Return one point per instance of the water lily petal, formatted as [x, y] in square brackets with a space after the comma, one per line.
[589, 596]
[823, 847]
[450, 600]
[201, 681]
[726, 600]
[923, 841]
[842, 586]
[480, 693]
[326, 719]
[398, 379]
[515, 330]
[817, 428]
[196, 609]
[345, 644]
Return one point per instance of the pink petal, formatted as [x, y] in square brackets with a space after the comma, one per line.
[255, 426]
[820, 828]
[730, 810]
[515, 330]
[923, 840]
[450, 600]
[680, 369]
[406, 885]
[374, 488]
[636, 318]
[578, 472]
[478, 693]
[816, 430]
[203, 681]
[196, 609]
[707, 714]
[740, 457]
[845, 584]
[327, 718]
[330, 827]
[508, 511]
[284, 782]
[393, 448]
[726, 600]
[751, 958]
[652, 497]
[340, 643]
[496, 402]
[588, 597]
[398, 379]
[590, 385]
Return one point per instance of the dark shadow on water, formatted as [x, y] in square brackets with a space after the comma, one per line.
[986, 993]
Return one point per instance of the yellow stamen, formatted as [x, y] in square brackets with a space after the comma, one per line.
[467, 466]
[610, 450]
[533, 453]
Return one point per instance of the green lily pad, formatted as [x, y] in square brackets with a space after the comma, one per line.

----

* _Your instructions_: Output the data above as a numbered list, with any blank lines left out.

* _Solution to this problem_:
1. Return one point per instance of the water lily petal, formatted as [x, y] in square brackets with a space after the comma, one per line.
2. [589, 596]
3. [823, 847]
4. [450, 600]
5. [201, 681]
6. [726, 600]
7. [923, 841]
8. [842, 586]
9. [480, 693]
10. [326, 719]
11. [398, 379]
12. [515, 330]
13. [817, 428]
14. [196, 609]
15. [345, 644]
16. Return one point per instance of the pink petal, formatted as [x, y] in square brackets with a space after the comma, one per line.
17. [255, 426]
18. [820, 828]
19. [730, 810]
20. [515, 330]
21. [923, 840]
22. [450, 600]
23. [680, 369]
24. [406, 885]
25. [374, 488]
26. [636, 318]
27. [578, 472]
28. [478, 693]
29. [816, 430]
30. [203, 681]
31. [196, 609]
32. [707, 714]
33. [740, 457]
34. [845, 584]
35. [327, 718]
36. [330, 827]
37. [508, 511]
38. [284, 782]
39. [393, 448]
40. [726, 600]
41. [751, 958]
42. [652, 497]
43. [340, 643]
44. [496, 402]
45. [588, 597]
46. [398, 379]
47. [590, 385]
48. Return one point per instance of the dark shadow on water, formatted as [x, y] in square brackets with a space after the comma, one per line.
49. [986, 993]
50. Return one point per instance of the yellow stamen, formatted as [x, y] in square brackets with a space after the comma, one per line.
51. [467, 466]
52. [610, 450]
53. [533, 453]
54. Return one point per instance of the green lily pad, formatted as [x, y] in square brackets with a space after the comma, one per line.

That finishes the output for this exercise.